Task set:
1) Answer these questions using the bug explanation below:
(a) What command did a user issue after the cache was initialized that led to the assertion failure?
(b) What is the consequence of the bug, according to the text?
(c) What kind of action would cause the thinpool devices to be set up properly to allocate from the cache device?
2) Quote the bug explanation word for word, from "The assertion itself" to "was constructed properly.".

Text excerpt:
Hi!
I've put a fuller explanation of the bug in a bugzilla comment[1], and I've included the text below. Please let us know if you have any additional questions.
============================================================
The problem was discovered when the cache was initialized, and a user then issued a command to add an additional data device to the pool, resulting in the following assertion failure:
stratisd[6378]: thread 'stratis-wt-6' panicked at 'assertion failed: `(left == right)` stratisd[6378]: left: `Device { major: 252, minor: 7 }`, stratisd[6378]: right: `Device { major: 252, minor: 0 }`', src/engine/strat_engine/thinpool/thinpool.rs:516:9
The assertion that failed was:
assert_eq!( backstore.device().expect( "thinpool exists and has been allocated to, so backstore must have a cap device" ), self.backstore_device );
This assertion checks that the device that the thinpool allocates its component devices from is the same as the one that the backstore considers to be its cap device, the one to be allocated from.
The assertion itself was quite correct, and effective in identifying the bug.
The assertion failed because the backstore's device was the cache device, but the thinpool was allocating from the cap device it was using before the cache was initialized and bypassing the cache. There is no risk of data corruption in this case; the problem is that the cache is unused and so no performance benefit is gained.
In the example above, where the operation is correct, before the cache is initialized the thinpool devices, 253:1 and 253:2, are allocated from the cap device, 253:0. After the cache is initialized, the thinpool devices are allocated from the cache device, 253:7, instead. This is the correct configuration.
Previously, 253:1 and 253:2 would continue to allocate from 253:0 even though the cache device, 253:7, was constructed properly.
Because the pool metadata had been written properly, any action that destroyed and rebuilt the device stack, would cause the thinpool devices to be set up properly to allocate from the cache device. So, a reboot would certainly cause the device stack to be reconstructed correctly.

Recorded information:
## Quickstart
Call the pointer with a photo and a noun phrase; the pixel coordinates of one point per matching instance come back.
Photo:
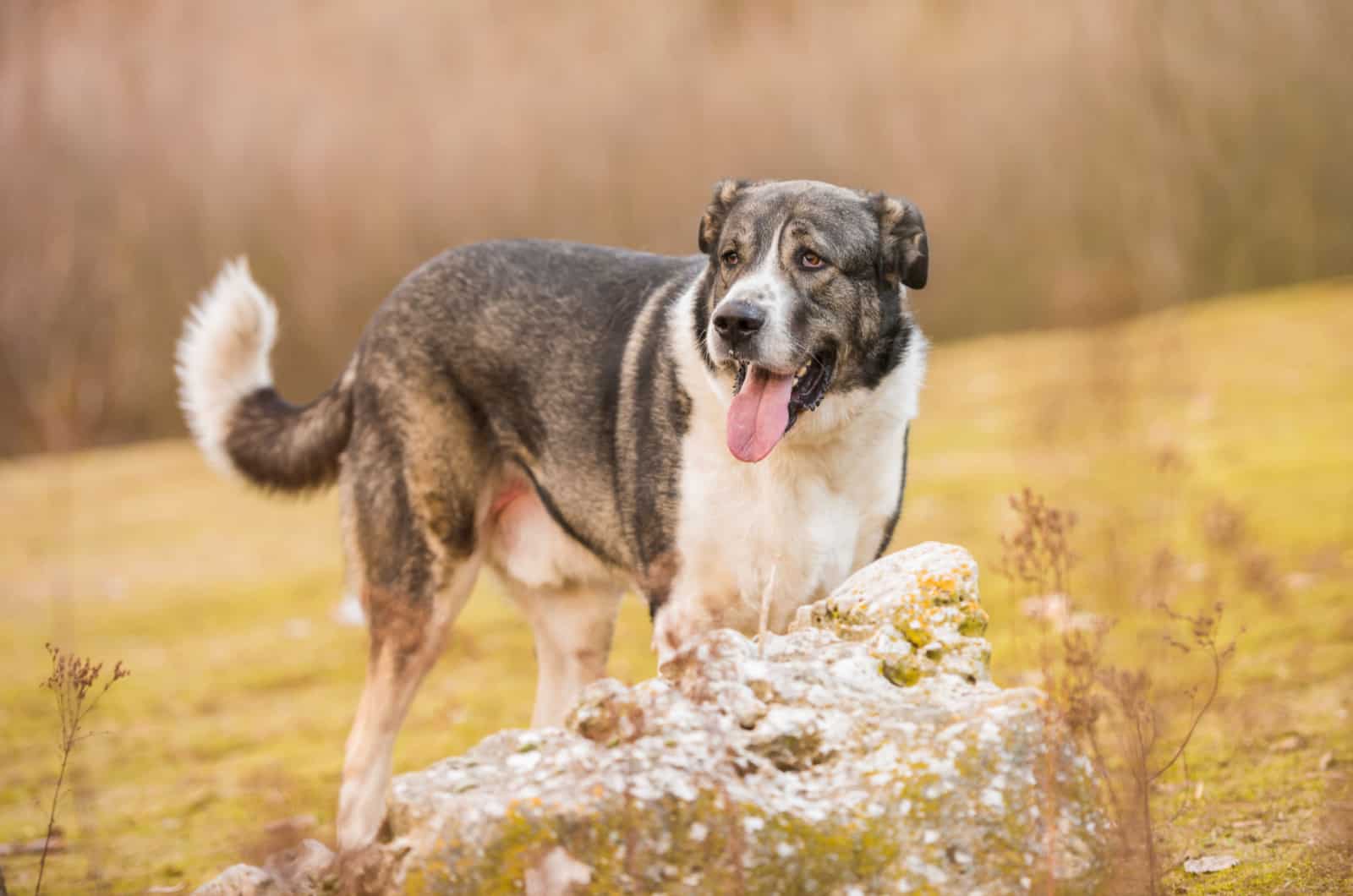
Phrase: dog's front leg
(572, 631)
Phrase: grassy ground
(243, 682)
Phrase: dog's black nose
(737, 321)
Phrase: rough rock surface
(865, 751)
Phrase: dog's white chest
(791, 528)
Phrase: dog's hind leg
(410, 509)
(572, 631)
(406, 639)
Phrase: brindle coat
(534, 407)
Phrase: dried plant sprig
(72, 681)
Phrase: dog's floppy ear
(904, 249)
(726, 193)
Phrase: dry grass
(1076, 161)
(1186, 441)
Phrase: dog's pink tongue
(759, 414)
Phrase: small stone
(1210, 864)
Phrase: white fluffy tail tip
(222, 356)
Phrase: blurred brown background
(1076, 161)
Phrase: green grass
(243, 686)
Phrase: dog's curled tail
(225, 387)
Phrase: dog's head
(804, 298)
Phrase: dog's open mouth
(768, 403)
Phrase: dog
(714, 432)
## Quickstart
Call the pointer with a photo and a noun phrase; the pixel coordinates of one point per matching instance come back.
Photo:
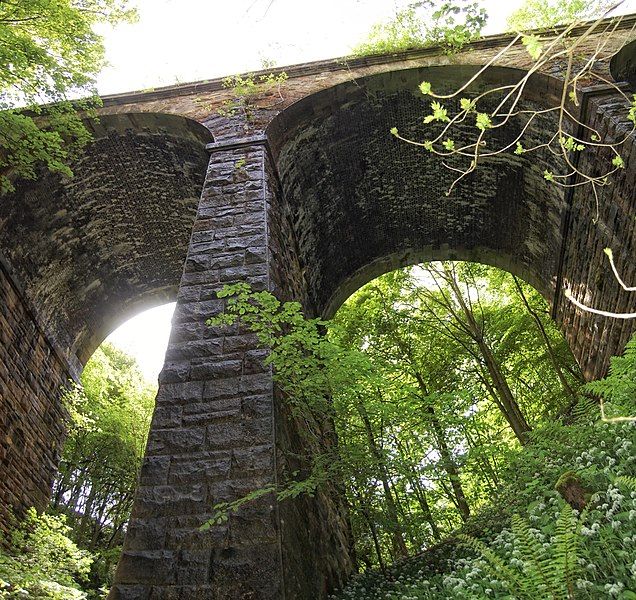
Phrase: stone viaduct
(310, 197)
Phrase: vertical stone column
(212, 433)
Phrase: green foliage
(544, 14)
(550, 551)
(41, 561)
(449, 24)
(102, 455)
(421, 435)
(246, 89)
(49, 53)
(618, 389)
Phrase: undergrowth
(530, 543)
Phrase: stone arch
(78, 257)
(364, 202)
(360, 202)
(93, 250)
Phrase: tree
(543, 14)
(101, 458)
(426, 23)
(49, 54)
(407, 375)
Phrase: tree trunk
(511, 410)
(398, 540)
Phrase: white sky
(177, 41)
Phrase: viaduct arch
(309, 198)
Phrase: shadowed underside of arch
(78, 257)
(322, 203)
(361, 202)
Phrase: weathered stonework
(32, 377)
(309, 198)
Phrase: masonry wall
(32, 377)
(586, 270)
(218, 431)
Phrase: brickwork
(586, 270)
(310, 198)
(32, 376)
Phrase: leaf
(466, 104)
(618, 161)
(483, 121)
(425, 88)
(533, 45)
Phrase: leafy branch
(477, 111)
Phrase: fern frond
(497, 568)
(538, 564)
(567, 541)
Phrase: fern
(627, 481)
(567, 542)
(548, 573)
(497, 568)
(538, 572)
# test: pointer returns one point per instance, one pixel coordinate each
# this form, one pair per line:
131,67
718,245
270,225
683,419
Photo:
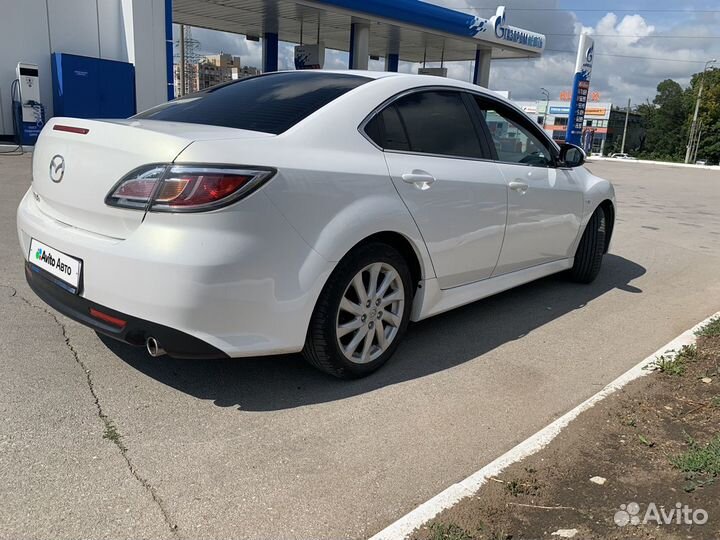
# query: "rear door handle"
520,187
421,179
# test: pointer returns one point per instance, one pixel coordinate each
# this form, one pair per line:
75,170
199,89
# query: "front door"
545,203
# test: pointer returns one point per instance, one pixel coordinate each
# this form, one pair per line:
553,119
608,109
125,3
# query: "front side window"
431,122
514,142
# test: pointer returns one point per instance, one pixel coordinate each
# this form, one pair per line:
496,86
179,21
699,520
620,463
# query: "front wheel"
589,254
361,314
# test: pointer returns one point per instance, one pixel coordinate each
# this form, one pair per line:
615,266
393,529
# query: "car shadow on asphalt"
432,345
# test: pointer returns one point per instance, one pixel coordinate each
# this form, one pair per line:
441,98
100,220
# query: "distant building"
211,70
604,123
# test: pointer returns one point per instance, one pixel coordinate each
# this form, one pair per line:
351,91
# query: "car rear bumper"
134,331
240,280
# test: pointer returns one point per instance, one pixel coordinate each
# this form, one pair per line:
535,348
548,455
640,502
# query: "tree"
666,121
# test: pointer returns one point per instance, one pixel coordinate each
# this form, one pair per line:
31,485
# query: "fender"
596,191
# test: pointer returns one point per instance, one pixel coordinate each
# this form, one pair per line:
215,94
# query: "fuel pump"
28,112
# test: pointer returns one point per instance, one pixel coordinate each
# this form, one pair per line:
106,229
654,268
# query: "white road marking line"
452,495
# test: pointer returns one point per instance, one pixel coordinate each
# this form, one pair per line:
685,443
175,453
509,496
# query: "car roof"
411,78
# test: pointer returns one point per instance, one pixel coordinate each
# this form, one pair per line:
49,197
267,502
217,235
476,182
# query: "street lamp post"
693,126
547,105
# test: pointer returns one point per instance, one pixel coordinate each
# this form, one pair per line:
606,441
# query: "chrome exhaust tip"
153,347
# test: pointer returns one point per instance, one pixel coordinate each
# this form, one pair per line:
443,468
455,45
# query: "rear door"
545,203
438,163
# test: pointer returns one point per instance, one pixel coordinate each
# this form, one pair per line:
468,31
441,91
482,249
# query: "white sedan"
303,211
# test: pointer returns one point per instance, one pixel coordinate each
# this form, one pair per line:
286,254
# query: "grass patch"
647,442
710,329
516,488
700,463
112,434
441,531
674,364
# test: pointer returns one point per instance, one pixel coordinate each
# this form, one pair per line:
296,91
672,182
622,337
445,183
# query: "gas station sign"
581,90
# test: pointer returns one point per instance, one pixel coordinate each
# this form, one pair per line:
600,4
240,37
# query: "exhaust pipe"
153,347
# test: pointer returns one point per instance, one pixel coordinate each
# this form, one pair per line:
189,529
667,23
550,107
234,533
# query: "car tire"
342,315
590,251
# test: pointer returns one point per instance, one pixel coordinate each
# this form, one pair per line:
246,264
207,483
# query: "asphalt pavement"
98,440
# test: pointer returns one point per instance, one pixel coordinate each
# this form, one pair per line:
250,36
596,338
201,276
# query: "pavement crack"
110,431
13,290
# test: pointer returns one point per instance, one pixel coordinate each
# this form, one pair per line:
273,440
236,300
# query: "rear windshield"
269,103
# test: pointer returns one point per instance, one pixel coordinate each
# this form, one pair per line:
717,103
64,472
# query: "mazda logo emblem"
57,168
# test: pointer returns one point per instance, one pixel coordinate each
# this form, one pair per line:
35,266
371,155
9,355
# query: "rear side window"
271,103
388,131
432,122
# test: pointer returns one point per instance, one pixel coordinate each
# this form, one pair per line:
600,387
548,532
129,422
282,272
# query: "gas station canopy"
413,30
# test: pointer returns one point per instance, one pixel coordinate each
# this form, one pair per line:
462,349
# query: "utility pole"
627,116
181,90
693,126
697,141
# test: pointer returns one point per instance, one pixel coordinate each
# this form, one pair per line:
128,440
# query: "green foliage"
668,119
674,364
441,531
710,329
700,459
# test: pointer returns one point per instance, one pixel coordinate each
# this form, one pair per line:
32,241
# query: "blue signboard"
559,110
581,88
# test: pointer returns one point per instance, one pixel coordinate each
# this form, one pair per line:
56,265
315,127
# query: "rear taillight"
186,188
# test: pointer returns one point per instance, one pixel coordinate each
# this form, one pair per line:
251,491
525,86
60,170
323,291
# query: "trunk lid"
96,160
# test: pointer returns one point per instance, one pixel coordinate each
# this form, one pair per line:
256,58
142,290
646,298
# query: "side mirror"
571,156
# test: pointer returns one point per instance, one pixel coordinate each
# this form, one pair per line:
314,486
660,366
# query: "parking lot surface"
99,440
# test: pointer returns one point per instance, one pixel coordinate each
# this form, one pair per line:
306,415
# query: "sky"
673,39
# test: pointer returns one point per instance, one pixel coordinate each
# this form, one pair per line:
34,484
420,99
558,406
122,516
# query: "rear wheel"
362,313
589,254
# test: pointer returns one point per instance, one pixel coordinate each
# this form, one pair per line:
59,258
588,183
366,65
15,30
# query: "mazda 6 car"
311,211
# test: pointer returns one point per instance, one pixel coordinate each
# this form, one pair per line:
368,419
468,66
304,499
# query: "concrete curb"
468,487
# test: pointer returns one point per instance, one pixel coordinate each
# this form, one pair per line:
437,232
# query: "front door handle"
421,179
520,187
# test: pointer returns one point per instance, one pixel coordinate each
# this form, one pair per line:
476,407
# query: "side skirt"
432,300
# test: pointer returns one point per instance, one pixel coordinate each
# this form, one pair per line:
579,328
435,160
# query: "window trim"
486,150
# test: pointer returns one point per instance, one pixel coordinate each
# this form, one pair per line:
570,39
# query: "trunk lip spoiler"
71,129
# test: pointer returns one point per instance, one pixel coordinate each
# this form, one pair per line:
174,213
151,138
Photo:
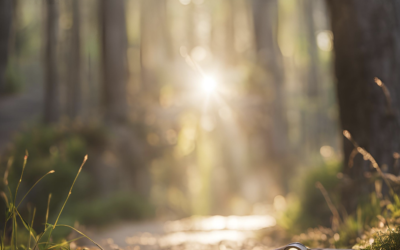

Solutions by task:
1)
(a) A command to add an additional data device to the pool.
(b) The cache goes unused, so no performance benefit is gained. There is no risk of data corruption.
(c) Any action that destroyed and rebuilt the device stack, such as a reboot.

2)
The assertion itself was quite correct, and effective in identifying the bug.
The assertion failed because the backstore's device was the cache device, but the thinpool was allocating from the cap device it was using before the cache was initialized and bypassing the cache. There is no risk of data corruption in this case; the problem is that the cache is unused and so no performance benefit is gained.
In the example above, where the operation is correct, before the cache is initialized the thinpool devices, 253:1 and 253:2, are allocated from the cap device, 253:0. After the cache is initialized, the thinpool devices are allocated from the cache device, 253:7, instead. This is the correct configuration.
Previously, 253:1 and 253:2 would continue to allocate from 253:0 even though the cache device, 253:7, was constructed properly.